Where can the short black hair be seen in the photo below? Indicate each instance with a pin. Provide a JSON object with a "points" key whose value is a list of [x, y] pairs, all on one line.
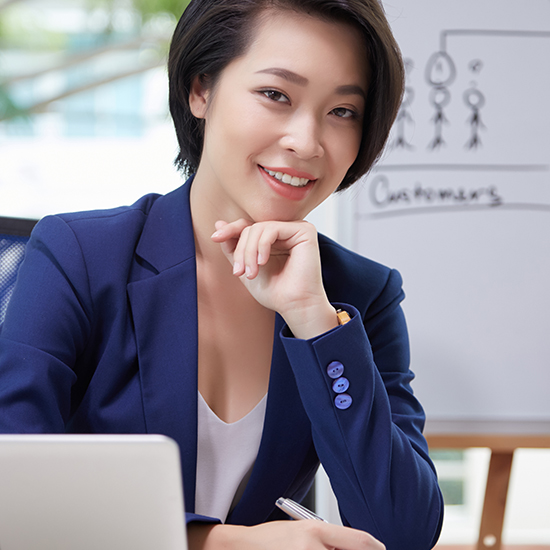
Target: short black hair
{"points": [[212, 33]]}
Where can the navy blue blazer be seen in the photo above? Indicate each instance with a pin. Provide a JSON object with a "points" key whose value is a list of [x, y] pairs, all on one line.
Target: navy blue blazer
{"points": [[101, 336]]}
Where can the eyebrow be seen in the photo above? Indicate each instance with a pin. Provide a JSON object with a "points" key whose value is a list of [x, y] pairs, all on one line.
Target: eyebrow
{"points": [[294, 78]]}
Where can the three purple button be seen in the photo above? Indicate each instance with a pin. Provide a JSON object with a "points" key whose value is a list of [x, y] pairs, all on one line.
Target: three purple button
{"points": [[335, 370]]}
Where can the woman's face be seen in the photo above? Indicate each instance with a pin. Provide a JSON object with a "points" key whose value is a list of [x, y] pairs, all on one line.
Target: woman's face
{"points": [[283, 123]]}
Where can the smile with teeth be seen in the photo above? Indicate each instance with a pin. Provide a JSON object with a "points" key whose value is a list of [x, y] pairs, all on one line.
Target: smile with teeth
{"points": [[286, 178]]}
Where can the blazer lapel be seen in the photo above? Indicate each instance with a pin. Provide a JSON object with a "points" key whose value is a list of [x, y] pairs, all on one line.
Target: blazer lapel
{"points": [[163, 300], [286, 440]]}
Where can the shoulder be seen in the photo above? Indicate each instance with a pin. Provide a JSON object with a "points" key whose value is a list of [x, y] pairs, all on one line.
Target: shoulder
{"points": [[353, 279], [98, 224]]}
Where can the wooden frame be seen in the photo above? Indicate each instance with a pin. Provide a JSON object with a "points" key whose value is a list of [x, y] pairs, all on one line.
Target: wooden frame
{"points": [[502, 446]]}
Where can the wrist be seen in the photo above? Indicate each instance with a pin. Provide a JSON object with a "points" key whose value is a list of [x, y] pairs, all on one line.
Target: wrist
{"points": [[214, 537], [310, 321]]}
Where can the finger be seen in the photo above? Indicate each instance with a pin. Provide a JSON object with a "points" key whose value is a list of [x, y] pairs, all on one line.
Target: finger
{"points": [[346, 538], [239, 265], [252, 252]]}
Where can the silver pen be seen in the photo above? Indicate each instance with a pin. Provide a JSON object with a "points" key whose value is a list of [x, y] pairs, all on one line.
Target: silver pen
{"points": [[295, 510]]}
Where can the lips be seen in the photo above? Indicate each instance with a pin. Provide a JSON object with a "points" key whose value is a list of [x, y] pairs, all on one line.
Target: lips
{"points": [[289, 176], [287, 182]]}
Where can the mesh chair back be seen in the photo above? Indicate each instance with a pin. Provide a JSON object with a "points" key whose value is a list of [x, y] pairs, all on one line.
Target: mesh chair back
{"points": [[14, 234]]}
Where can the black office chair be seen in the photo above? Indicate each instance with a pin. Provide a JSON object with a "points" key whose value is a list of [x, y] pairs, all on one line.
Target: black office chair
{"points": [[14, 234]]}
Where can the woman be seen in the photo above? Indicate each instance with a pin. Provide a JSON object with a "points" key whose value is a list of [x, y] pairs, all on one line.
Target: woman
{"points": [[217, 316]]}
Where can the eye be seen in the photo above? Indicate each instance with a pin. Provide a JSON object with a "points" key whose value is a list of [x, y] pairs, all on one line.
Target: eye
{"points": [[274, 95], [343, 112]]}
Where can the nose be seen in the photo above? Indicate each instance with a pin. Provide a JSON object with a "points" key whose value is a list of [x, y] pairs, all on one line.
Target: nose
{"points": [[303, 136]]}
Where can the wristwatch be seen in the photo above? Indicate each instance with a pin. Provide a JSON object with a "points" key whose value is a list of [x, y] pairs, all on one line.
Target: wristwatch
{"points": [[343, 316]]}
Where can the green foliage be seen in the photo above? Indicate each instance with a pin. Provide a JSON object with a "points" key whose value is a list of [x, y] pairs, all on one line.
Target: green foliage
{"points": [[153, 7]]}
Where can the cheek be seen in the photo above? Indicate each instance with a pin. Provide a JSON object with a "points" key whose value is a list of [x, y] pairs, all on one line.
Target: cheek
{"points": [[346, 149]]}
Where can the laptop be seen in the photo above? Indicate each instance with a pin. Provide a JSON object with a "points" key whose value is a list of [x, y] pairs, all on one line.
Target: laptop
{"points": [[90, 492]]}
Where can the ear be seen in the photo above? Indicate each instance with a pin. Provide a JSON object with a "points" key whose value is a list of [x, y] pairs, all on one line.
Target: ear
{"points": [[198, 97]]}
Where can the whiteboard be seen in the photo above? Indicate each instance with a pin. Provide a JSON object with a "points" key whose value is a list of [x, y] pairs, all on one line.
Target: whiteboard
{"points": [[460, 205]]}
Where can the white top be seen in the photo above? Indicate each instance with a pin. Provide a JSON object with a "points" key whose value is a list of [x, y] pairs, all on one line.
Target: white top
{"points": [[225, 456]]}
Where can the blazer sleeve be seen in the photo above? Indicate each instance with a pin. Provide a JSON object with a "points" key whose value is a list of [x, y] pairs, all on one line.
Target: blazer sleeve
{"points": [[373, 451], [46, 328]]}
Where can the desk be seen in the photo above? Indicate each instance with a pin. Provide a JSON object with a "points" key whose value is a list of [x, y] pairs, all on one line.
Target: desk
{"points": [[502, 438]]}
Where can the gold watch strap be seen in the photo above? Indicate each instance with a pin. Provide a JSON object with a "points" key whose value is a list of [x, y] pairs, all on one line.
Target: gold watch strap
{"points": [[343, 316]]}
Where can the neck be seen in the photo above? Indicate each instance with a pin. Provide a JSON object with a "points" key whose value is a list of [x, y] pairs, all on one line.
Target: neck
{"points": [[208, 207]]}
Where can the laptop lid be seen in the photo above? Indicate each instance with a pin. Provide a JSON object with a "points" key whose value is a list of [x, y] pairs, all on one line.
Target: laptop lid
{"points": [[90, 492]]}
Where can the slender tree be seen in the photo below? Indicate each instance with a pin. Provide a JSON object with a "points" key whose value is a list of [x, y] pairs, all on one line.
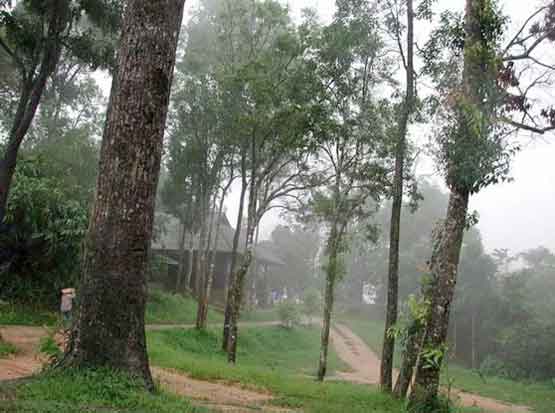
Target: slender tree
{"points": [[471, 107], [36, 53], [386, 367], [110, 329]]}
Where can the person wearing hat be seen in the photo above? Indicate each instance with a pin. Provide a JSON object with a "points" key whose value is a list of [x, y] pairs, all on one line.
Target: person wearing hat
{"points": [[66, 307]]}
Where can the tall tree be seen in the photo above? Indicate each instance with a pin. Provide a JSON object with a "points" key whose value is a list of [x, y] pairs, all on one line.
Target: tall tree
{"points": [[353, 137], [36, 53], [110, 329], [386, 366], [468, 128]]}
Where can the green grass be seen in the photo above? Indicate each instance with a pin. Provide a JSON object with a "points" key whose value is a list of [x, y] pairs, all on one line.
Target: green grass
{"points": [[87, 391], [167, 308], [6, 349], [539, 396], [271, 358], [260, 350], [26, 315], [260, 315]]}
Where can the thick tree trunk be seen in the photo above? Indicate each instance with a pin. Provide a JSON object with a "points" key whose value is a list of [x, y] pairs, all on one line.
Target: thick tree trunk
{"points": [[110, 329], [444, 271], [235, 247], [32, 89], [237, 293], [388, 350], [331, 275], [410, 355]]}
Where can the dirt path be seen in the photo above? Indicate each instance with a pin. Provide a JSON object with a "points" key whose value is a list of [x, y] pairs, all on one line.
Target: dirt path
{"points": [[365, 366], [215, 396]]}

·····

• _PROBLEM DETAILS_
Quote the entries above word for word. Leave the images out.

• _SOLUTION FOR THIS TASK_
Where can the short black hair be seen in the photo below? Indicate each instance with a pin. Provide a JSON object with a "points" key whose value is a list of [x, y] pairs, all on one line.
Target: short black hair
{"points": [[212, 33]]}
Where can the navy blue blazer be seen in the photo above? Indicate each instance with a pin. Provide a JSON object with a "points" key whose value is a list of [x, y] pairs, all on one line.
Target: navy blue blazer
{"points": [[101, 336]]}
Where can the eyebrow be seen in the photo above? Indicate each instance with a pin. Provide a JSON object with a "points" key whose value is a list of [x, y] pairs, all on one line.
Target: eyebrow
{"points": [[294, 78]]}
Where can the three purple button be seen in the photo above? Indicate each instance with a pin. Provide a JSON object with a "points" key whose value is a list of [x, y] pairs, all on one line.
Target: three purple button
{"points": [[335, 370]]}
Where can the woman's face be seen in the photo above? Indicate each instance with a pin. Provide a JSON object with a "points" key whose value is a list of [x, y] pairs, all on one line.
Target: woman's face
{"points": [[283, 123]]}
Where can the smile with teeth be seen in the photo above? Indicate each instance with a pin. Provide a JSON object with a "points" key whose value is a list of [x, y] pairs, all on one line.
Target: smile with teeth
{"points": [[286, 178]]}
Where can the blazer lapel be seen in the photo above? Indicate each instance with a pin. Provide a JSON object with a "points" key whose value is a list of [x, y] pairs, all on one line.
Target: blazer lapel
{"points": [[163, 300], [286, 440]]}
Where can the shoulder be seen in the photo above? Indicate each instance with a pin. Provide a JSON object with a "points" key whose value is a list of [x, y] pairs, all on one line.
Target: shoulder
{"points": [[353, 279], [98, 224]]}
Where can the wooden frame be seen in the photo above? Indicate each instance with a pin. Provide a JSON object with a "points" key whose value is a list of [x, y] pairs, all on one line.
Target: wooden frame
{"points": [[502, 446]]}
Where can the wrist be seen in the photo above? Indicate each instance with a pin. Provide a JSON object with a "points" key whose value is a list of [x, y] pairs, all on one line.
Target: wrist
{"points": [[214, 537], [310, 321]]}
Where can the finger be seen in the photo above? Indicate each instance with a pin. Provide a JSON object with a "points" key whose value is a list of [x, y] pairs, all on one line.
Target: finger
{"points": [[346, 538], [239, 265], [252, 252]]}
Where can the silver pen be seen in the photo above? Indicate each instance with a pin. Provide a JSON object with a "points" key whose value is a list of [x, y] pairs, all on one line.
Target: silver pen
{"points": [[295, 510]]}
Where can the lips be seen in the photo above? Indicate each instance with a pin. Provide a JSON object with a "points" key whose value is a list of [x, y] pairs, all on one line.
Target: lips
{"points": [[289, 176], [287, 182]]}
Where can the mesh chair back be seen in the photo above? Indicate each instance with a pin. Provide a JSON object with a "points" key whose value is a list of [x, y] pairs, all on one line.
Target: mesh chair back
{"points": [[14, 234]]}
Where can the black office chair be seen in the photo above? Indicate each instance with a pin. Provide a JSON object with a "points" key whose value is a list of [x, y] pairs, all on one line.
Target: black office chair
{"points": [[14, 234]]}
Where can the woman be seen in the photo above? Indicate each instance with a pin. Provide a JSON object with a "points" key whose value is a list of [x, y] pairs, all on one line.
Target: woman
{"points": [[217, 316]]}
Where can the eye be seen in the photo above? Indicate each instance with a pin. Provide a JSON object with a "points" key whose value is a list of [x, y] pairs, all on one line.
Target: eye
{"points": [[274, 95], [343, 112]]}
Where can the nose be seen in the photo above? Indicate each instance with a pin. Provide a JSON object with a "points" key whose value is a list of [x, y] pairs, all on one line.
Target: nose
{"points": [[303, 136]]}
Where can the wristwatch be seen in the photo above? Indicate each instance with a pin. Provide a JSON object with a "points" key whose value is a list of [x, y] pairs, all on one line.
Target: wristwatch
{"points": [[343, 316]]}
Where can the green foliage be seen in the photo above? Indicate each instance with a pin. Provide a JSON object with a "points" key whose value is a list of [x, y] pairs, all on one line.
Target: green foliage
{"points": [[153, 7]]}
Where can the cheek be seen in the photo above? Indicate each instance with a pin. Provide a JSON object with a "points" key whose value is a list of [x, y] pairs, all on one line.
Target: cheek
{"points": [[346, 149]]}
Where can the laptop be seen in the photo above? Indicate each instance with a pin. Provide a JSON object with a "points" key whose value is a list of [x, y] pairs, all on one line.
Target: laptop
{"points": [[90, 492]]}
Where can the ear be seen in the photo above? Indicate each instance with a pin. Provide a JSON object with a "points" key whose value is a list of [x, y] pairs, all on one line.
Target: ear
{"points": [[198, 97]]}
Where can the whiteboard be seen in the photo above? Indicate each instance with a pin. Provide a JSON object with a "points" key whose value is a list of [x, y] pairs, all on one line.
Target: whiteboard
{"points": [[460, 205]]}
Where can the white top be seen in the photo above? Indicate each instance with a pin. Provide a JSON object with a "points" key whose value is a list of [x, y] pairs, all on one line.
Target: white top
{"points": [[225, 456]]}
Where can the blazer sleeve be seen in the photo above? Indicate each instance with a pin. Provide a JSON object with a "points" key whose value is a list of [x, y] pairs, all on one line.
Target: blazer sleeve
{"points": [[373, 451], [46, 328]]}
Where can the desk be seen in the photo above? Indicate each instance with a pin. Provide a JSON object with a "points" key whose value is a list of [x, y] pairs, all on one line.
Target: desk
{"points": [[502, 438]]}
Where can the gold watch strap be seen in the photo above? Indicate each instance with a pin. Provide a JSON object with a "points" key whose value is a list of [x, y] pairs, all on one line.
Target: gold watch strap
{"points": [[343, 316]]}
Where can the neck be seen in the photo above? Indicate each instance with a pin. Provide a JSON object with a "points" key whose value is a list of [x, y] pairs, all on one line.
Target: neck
{"points": [[208, 207]]}
Where can the laptop lid be seen in the photo above? Indicate each instance with a pin. Provide a JSON object with a "points" key whose value is a list of [x, y] pairs, all on one line.
Target: laptop lid
{"points": [[90, 492]]}
Where can the slender tree be seen in the photo below? Indicate each instance with a pin. Provide a JSON object with a "points" key whose value is a list of [x, y] pairs, all on one line.
Target: slender tree
{"points": [[471, 107], [36, 53], [386, 367], [110, 329]]}
Where can the person wearing hat be seen in the photo above? Indicate each instance with a pin. Provide a JSON object with a "points" key whose value is a list of [x, y] pairs, all on one line.
Target: person wearing hat
{"points": [[66, 307]]}
Where can the tall tree be seen in the photo above? Indicate each instance with a pin. Provide a JSON object with a "points" key whose value is a list of [x, y] pairs, all on one line.
Target: tall tree
{"points": [[353, 137], [36, 53], [110, 329], [386, 366], [468, 128]]}
Where can the green grass be seen in the photo above? Indicate each instance with a pin. Provide a JSON object with a "points" key whose value is a list of [x, y] pairs, all on one line.
Target: green grass
{"points": [[87, 391], [167, 308], [6, 349], [539, 396], [271, 358], [260, 350], [26, 315], [260, 315]]}
Where can the thick tree trunk be seen in the photo above? Indicate each instance with a pin. Provide a JSON object with a "points" key whose value is a list of [x, y] pairs, all on one line.
Target: thick tree trunk
{"points": [[110, 329], [444, 271], [235, 247], [32, 89], [237, 293], [388, 350], [331, 275], [410, 355]]}
Where can the dirt path be seen in the photo above? Indicate each instance with a pin. Provide a JSON object with a "points" key whose value is a list of [x, y] pairs, all on one line.
Target: dirt path
{"points": [[365, 366], [215, 396]]}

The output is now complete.